PASSAGE TO READ:
+===+

Report of the International Whaling Commission (1996)


This paper summarises current knowledge of the three populations of harbour porpoises in US and Canadian Atlantic waters. During the summer, the populations are centred in the Gulf of Maine/Bay of Fundy region, the Gulf of St. Lawrence and off the east coast of Newfoundland. Winter distributions of all the populations are largely unknown. These populations are thought to be reasonably discrete, as shown by studies of mitochondrial DNA, reproductive schedules, contaminants and radio tagging. From the Gulf of Maine/Bay of Fundy population, the average abundance was 47,200 (95% CI= 39,500 to 70,600) for 1991 and 1992. Based on observer programs, in 1993 the bycatch in the groundfish sink gillnet fishery from the US Gulf of Maine was 1,400 (95% CI= 1,000 to 2,000) and 200 to 400 animals from the Canadian Bay of Fundy. Currently, time-area closures and acoustic devices are being used to reduce the bycatch in the Gulf of Maine and Bay of Fundy. From the Gulf of St. Lawrence, no abundance estimates are available, and based on mail surveys conducted in 1989 to 1991, approximately 2,800 harbour porpoises were caught annually in fishing gear. Reliable abundance and bycatch estimates are not available from the Newfoundland population, although it is thought that more that 1,000 animals annually were caught in the 1980’s. Known life history parameters include: a mean age at sexual maturation for females of about three years; females reach larger asymptotic lengths (155cm) than males (144cm); reproduction is annual; gestation lasts approximately 10.6 months; and lactation lasts 8 to 12 months. Conception probably occurs later for the Newfoundland population than for the Gulf of Maine/Bay of Fundy population. During the summer, harbour porpoises primarily feed on Atlantic herring. The Gulf of Maine/Bay of Fundy population also feeds on silver hake, while the Gulf of St. Lawrence population feeds on capelin and redfish. Organochlorine contaminants were lowest in harbour porpoises from Newfoundland and highest in animals from the Gulf of Maine/Bay of Fundy, though these levels are lower than those measured a decade ago. Mean concentrations of cadmium and zinc contaminants were significantly higher in harbour porpoises from Newfoundland, perhaps reflecting the higher cadmium levels found in many Arctic cetaceans.

+===+

WHAT TO WORK ON:
Please translate this sentence from the harbor porpoise summary into Spanish: "During the summer, harbour porpoises primarily feed on Atlantic herring." You won't need any of the material.

+===+

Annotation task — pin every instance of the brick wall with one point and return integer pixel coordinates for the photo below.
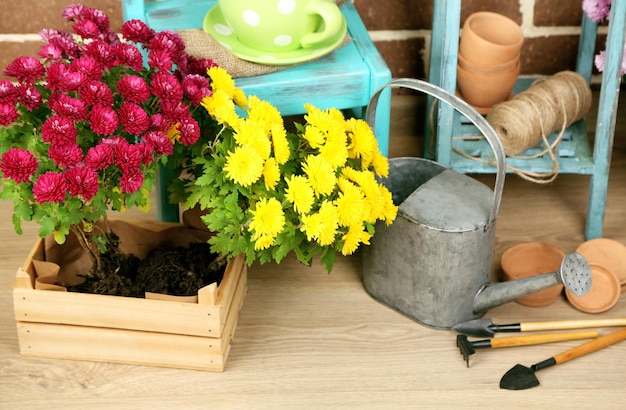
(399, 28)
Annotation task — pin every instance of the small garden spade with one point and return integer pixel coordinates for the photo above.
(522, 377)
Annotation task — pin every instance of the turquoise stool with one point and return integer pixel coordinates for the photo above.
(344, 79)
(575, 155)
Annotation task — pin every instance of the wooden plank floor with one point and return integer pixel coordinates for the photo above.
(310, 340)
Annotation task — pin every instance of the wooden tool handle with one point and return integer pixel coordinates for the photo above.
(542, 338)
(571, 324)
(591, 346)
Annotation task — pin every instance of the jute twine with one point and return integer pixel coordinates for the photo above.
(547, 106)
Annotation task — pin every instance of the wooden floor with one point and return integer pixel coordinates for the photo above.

+===+

RESPONSE BELOW:
Durante el verano, las marsopas comunes se alimentan principalmente de arenque del Atlántico.